[Point placement lines]

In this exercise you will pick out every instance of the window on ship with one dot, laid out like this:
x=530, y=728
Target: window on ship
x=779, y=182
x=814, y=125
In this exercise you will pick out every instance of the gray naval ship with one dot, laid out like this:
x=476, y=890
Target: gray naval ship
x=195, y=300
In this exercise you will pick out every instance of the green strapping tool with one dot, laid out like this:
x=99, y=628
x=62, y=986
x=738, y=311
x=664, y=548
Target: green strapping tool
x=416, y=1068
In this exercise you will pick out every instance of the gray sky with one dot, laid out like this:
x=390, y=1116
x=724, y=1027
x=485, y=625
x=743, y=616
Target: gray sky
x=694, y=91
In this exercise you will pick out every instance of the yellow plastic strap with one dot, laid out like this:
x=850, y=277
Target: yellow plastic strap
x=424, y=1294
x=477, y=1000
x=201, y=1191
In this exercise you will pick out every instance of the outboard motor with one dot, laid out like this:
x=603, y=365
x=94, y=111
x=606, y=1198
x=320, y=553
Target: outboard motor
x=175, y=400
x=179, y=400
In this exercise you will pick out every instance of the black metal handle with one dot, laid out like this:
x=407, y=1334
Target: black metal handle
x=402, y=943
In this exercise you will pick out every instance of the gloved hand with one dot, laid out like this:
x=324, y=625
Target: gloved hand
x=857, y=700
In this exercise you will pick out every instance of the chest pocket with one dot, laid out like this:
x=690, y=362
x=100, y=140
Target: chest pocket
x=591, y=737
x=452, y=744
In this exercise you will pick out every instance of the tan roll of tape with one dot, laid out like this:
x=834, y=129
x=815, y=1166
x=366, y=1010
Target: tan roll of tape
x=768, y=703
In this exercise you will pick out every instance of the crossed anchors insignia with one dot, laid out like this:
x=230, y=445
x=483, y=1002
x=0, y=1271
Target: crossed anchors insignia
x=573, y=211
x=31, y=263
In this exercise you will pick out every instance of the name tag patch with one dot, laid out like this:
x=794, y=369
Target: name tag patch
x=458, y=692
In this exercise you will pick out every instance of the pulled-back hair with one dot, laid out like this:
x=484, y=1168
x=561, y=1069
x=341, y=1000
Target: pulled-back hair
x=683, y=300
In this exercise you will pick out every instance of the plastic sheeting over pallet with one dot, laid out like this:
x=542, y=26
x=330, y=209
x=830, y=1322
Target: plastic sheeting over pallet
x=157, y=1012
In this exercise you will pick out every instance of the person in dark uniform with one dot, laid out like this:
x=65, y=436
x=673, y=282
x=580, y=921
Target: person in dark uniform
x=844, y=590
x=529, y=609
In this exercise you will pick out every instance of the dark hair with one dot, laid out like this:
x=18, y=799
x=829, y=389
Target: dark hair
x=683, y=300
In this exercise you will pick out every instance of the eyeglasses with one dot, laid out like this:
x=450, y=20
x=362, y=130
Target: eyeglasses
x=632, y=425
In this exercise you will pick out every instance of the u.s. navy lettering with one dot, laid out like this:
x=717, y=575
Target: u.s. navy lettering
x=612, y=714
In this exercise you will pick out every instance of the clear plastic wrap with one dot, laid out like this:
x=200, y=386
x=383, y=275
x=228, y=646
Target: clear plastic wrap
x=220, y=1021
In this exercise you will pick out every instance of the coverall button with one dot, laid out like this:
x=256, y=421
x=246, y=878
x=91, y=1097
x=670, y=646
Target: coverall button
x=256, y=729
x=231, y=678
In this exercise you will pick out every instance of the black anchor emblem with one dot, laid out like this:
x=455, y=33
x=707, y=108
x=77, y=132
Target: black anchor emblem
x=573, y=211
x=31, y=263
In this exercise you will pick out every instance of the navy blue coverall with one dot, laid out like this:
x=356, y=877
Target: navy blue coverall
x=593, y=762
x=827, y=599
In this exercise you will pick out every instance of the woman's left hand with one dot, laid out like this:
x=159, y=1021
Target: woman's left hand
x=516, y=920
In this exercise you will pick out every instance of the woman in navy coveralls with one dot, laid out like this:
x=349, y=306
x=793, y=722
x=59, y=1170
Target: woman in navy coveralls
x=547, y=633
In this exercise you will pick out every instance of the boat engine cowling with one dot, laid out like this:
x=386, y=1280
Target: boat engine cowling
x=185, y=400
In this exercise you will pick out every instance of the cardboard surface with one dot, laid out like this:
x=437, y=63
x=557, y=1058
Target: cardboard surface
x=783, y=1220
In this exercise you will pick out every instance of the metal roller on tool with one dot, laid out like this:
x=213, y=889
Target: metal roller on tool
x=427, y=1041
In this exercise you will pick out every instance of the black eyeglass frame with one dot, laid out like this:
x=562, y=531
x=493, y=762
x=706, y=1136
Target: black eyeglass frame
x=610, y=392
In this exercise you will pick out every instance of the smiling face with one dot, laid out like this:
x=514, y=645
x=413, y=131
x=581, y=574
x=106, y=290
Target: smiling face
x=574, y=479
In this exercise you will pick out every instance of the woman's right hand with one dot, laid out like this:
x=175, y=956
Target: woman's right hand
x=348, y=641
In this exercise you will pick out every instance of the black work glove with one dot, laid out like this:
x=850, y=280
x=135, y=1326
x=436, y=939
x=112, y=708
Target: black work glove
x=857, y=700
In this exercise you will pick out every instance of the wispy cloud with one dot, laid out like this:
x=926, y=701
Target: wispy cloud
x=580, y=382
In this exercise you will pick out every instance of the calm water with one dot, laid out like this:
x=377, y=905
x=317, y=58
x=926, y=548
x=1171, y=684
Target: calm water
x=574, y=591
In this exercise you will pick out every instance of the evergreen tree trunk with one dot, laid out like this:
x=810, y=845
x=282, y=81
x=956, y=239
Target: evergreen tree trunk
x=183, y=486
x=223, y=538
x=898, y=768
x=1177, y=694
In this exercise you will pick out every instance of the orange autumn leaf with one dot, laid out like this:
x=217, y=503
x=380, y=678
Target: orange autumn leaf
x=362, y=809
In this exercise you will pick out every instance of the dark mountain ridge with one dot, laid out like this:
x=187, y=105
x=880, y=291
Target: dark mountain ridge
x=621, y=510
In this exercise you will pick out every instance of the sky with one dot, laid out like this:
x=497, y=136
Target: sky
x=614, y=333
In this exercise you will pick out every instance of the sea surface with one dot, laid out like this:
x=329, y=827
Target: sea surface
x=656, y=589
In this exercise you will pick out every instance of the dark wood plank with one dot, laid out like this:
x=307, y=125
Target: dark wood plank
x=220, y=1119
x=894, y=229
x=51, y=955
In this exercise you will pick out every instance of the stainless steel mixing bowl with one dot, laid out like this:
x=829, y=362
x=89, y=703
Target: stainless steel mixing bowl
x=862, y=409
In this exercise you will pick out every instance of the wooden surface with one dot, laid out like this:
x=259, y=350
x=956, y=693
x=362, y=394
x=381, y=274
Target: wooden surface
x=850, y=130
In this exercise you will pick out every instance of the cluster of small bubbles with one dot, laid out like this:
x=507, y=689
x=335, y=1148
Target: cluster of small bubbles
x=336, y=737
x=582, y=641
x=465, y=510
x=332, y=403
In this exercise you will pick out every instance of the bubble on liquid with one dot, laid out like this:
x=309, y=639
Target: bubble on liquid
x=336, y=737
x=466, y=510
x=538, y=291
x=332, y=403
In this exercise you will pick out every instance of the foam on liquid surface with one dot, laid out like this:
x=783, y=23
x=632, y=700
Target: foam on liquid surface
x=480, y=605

> _Exercise prompt_:
Starting with the first line and going on through the line with "x=768, y=703", rewrite these lines with "dot" changed to "point" and everything else left the same.

> _Completed task_:
In this exercise you will pick out every instance of the window on ship with one point, laid out like this:
x=530, y=728
Target: window on ship
x=779, y=182
x=814, y=125
In this exercise you will pick out every instance of the gray naval ship with one point, laid out like this:
x=476, y=890
Target: gray naval ship
x=195, y=300
In this exercise you will pick out every instance of the green strapping tool with one point, laid out like this:
x=99, y=628
x=62, y=986
x=738, y=311
x=664, y=548
Target: green strapping tool
x=416, y=1068
In this exercise you will pick out every instance of the gray sky with one point, laid out like this:
x=390, y=1116
x=724, y=1027
x=485, y=625
x=743, y=616
Target: gray sky
x=694, y=91
In this exercise you will pick out every instance of the yellow plastic strap with one point, laid out like this:
x=850, y=277
Target: yellow plastic strap
x=424, y=1294
x=477, y=1000
x=201, y=1191
In this exercise you will pick out every instance of the outboard motor with one point, laid out like this:
x=603, y=365
x=94, y=111
x=606, y=1198
x=320, y=553
Target: outboard motor
x=175, y=400
x=179, y=400
In this exercise you will pick out every instance of the black metal handle with one point, laid out like this:
x=407, y=1334
Target: black metal handle
x=402, y=943
In this exercise you will pick out every instance of the gloved hand with one point, laid out like this:
x=324, y=625
Target: gloved hand
x=857, y=700
In this exercise you will pick out every instance of the chest pocket with one point, laid out like this:
x=690, y=362
x=100, y=140
Target: chest pocket
x=591, y=737
x=452, y=744
In this exercise you will pick out every instance of the tan roll of tape with one point, laid out like this:
x=834, y=129
x=815, y=1166
x=366, y=1010
Target: tan roll of tape
x=768, y=703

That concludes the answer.